ACTIVITIES:
1. List every sentence in the interview excerpt on methylation that contains the word "small".
2. Duplicate the interview excerpt on methylation word for word, taking everything from "The nucleus accumbens is" down to "were quite small.".

SOURCE TEXT:
*-*-*

You found that methylation decreased by less than one percent in the nucleus accumbens portion of the brain when comparing rat offspring of exposed and unexposed fathers. Can you say a bit more about the implications of these seemingly modest changes?
The nucleus accumbens is a region of the brain where Dlgap2 function is important. While the changes in methylation in the sperm were significant statistically, they were quite small.
Some might think that since the differences were so small, they may not be meaningful in terms of how the changes in methylation could impact expression. However, previous work from Dr. Murphy’s lab has shown that indeed, very small changes in methylation can markedly affect gene expression. Therefore, while these studies need to be followed up with larger groups of animals, the main point here is that the small degree of methylation change should not be discounted as functionally unimportant, because we know small changes in methylation can have consequences.

*-*-*

Dataset entries:
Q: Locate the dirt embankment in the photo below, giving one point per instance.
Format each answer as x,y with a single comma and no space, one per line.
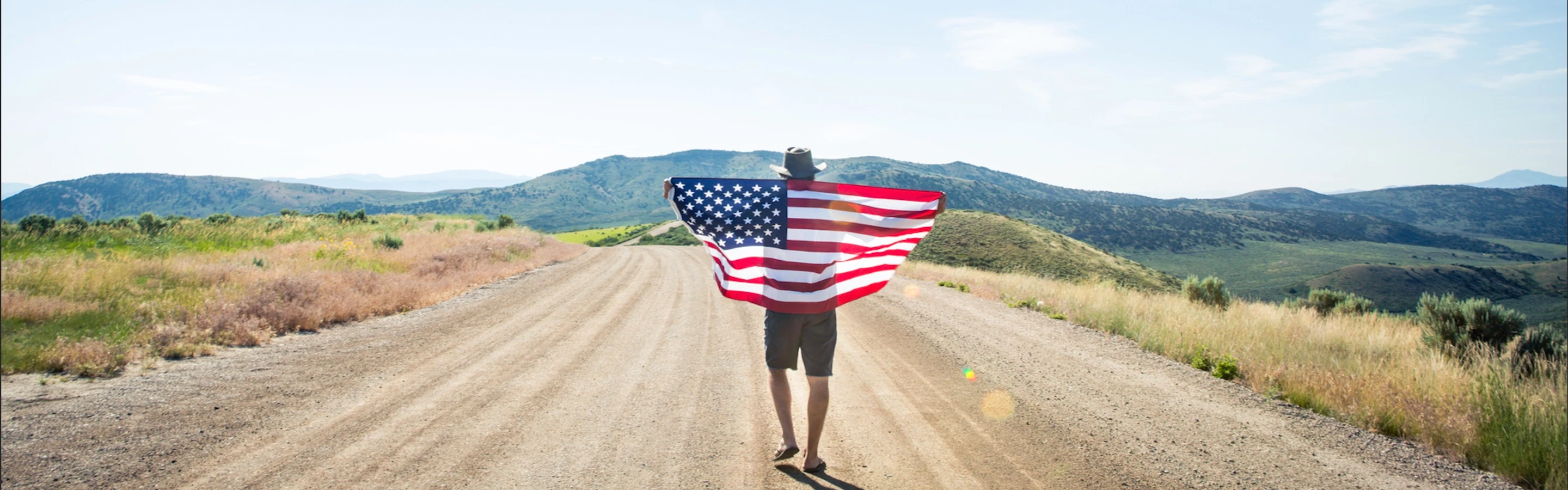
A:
624,368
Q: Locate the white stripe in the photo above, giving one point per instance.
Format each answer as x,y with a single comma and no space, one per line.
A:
895,205
856,217
795,255
849,238
808,297
802,275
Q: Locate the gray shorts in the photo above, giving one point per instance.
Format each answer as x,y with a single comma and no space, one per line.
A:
813,335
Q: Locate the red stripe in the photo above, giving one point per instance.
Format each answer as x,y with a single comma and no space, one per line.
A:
783,265
866,191
792,307
852,226
805,246
810,286
863,210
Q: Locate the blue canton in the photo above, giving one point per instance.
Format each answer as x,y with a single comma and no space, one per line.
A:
734,212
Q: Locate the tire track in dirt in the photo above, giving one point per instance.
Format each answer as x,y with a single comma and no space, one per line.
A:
624,368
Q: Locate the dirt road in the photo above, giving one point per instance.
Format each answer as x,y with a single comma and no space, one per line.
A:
624,370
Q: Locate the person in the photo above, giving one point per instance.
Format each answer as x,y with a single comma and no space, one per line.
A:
795,338
792,336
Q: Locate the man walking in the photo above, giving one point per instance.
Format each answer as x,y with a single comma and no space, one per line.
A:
811,336
802,249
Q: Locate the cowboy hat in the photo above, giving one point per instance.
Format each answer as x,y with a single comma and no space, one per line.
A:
799,164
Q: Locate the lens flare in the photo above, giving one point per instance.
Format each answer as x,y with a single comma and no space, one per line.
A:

*-*-*

RESULTS IN ORDER:
1.
While the changes in methylation in the sperm were significant statistically, they were quite small.
Some might think that since the differences were so small, they may not be meaningful in terms of how the changes in methylation could impact expression.
However, previous work from Dr. Murphy's lab has shown that indeed, very small changes in methylation can markedly affect gene expression.
Therefore, while these studies need to be followed up with larger groups of animals, the main point here is that the small degree of methylation change should not be discounted as functionally unimportant, because we know small changes in methylation can have consequences.

2.
The nucleus accumbens is a region of the brain where Dlgap2 function is important. While the changes in methylation in the sperm were significant statistically, they were quite small.